Задание A
Какую награду получил спектакль, о котором говорится в начале статьи?
Задание B
Продолжите, пожалуйста, статью об актрисе, начав сразу после её последней фразы.

Статья
****************************************

Мы как раз репетировали в Щепке Шекспира, делали отрывки из «Ромео и Джульетты». Этот спектакль получил «Золотой лист», кто-то из РАМТа посмотрел его, и нас с Лешей сразу позвали сюда на роли Принца и Золушки. Это счастливые обстоятельства, я даже не показывалась в другие театры – только помогала ребятам. Меня, кстати, тогда пригласили еще во МХАТ Горького, но я уже всем говорила, что я здесь.

– Что чувствует молодая актриса, когда получает роль мечты, тем более с «тремя орешками для Золушки» в кармане?

– Ну огромную ответственность чувствует, счастье, полет, а еще определенные страхи. Большая сцена – это огромный зал, другая подача голоса. Репетиции настолько непривычны в плане физиологии – у тебя не было еще такого опыта, – что с чем-то ты справляешься, а с чем-то нет. И до сих пор для меня Черная комната (которая тогда еще не была черной), где все бывалые актеры сидели и смотрели на тебя, – триггер. Помню, репетировали сцену, как я попала во дворец, и вот я представляю дворец – хожу, осматриваю все – и Бородин: «Так, стоп. Что ты видишь?» – «Я попала во дворец». – «Какой дворец? Это комната, ширмы – вот и оценивай ширмы, комнату: все по правде жизни». Меня так осекли, что до сих пор, когда играю и Бородина вижу где-нибудь в портале, то думаю: «Господи, по правде жизни!»

****************************************

Сохранённые материалы
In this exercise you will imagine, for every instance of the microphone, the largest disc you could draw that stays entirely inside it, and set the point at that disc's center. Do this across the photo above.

****************************************

Результат A
«Золотой лист».

Результат B
– Женя, а помните свой первый выход на большую сцену к зрителям?

– Впервые на большой сцене мы играли как раз «Ромео и Джульетту». Это были гастроли. И я скажу, что в тот момент я верила в себя. Я знала, что у меня получится, что я должна заниматься делом. Трепет и страх всегда есть, перед каждым спектаклем, играешь каждый раз как в первый раз. Но я себе говорю: «Так, главное начать, главное начать», – и когда ты начинаешь, о страхе забываешь.

– Интересно, что, придя в театр, Вы сразу же попали в бородинский спектакль. Вы считаете себя бородинской актрисой или больше богатыревской?

– Конечно, я бородинской себя не считаю. У Бородина свой вкус на актрис и актеров, и я не попала в его список, и это нормально абсолютно, но зато Владимир Александрович Богатырев меня зацепил и не отпускает до сих пор. Сейчас мы репетируем «Марину» (спектакль о поэтессе Марине Цветаевой, премьера которого состоялась 30 апреля 2025 года – прим. авт.), и я честно скажу, в первый раз осмелилась и сказала: «Владимир Александрович, миленький, отпустите меня, пожалуйста, можно я отдохну? У Вас в последнее время про "все плохо", тоска, все виноваты кругом. А мне так хочется про свет, про жизнь, про любовь, про счастье». Но он мне сказал: «Женечка, я Вам обещаю, все будет хорошо».

– «Не отпущу»?

– «Не отпущу». Он меня уломал и успокоил: «Ваш персонаж, Ася, она про это». Но что еще меня удержало – там потрясающий коллектив. Я сейчас, когда прихожу, а там Настя Волынская, Дима Кривощапов, Костя Юрченко, Ваня Забелин, – это настолько дружно, настолько хочется всем, настолько глубокое погружение в жизнь цветаевской семьи... Ну и, зная Богатырева – он же «по правде жизни», у него не будет ничего феерического, никаких спецэффектов – будет про жизнь, больше документально. Я думаю, должно получиться интересно.

– Какие материалы, кроме пьесы Нонны Голиковой, вы привлекаете в этот спектакль?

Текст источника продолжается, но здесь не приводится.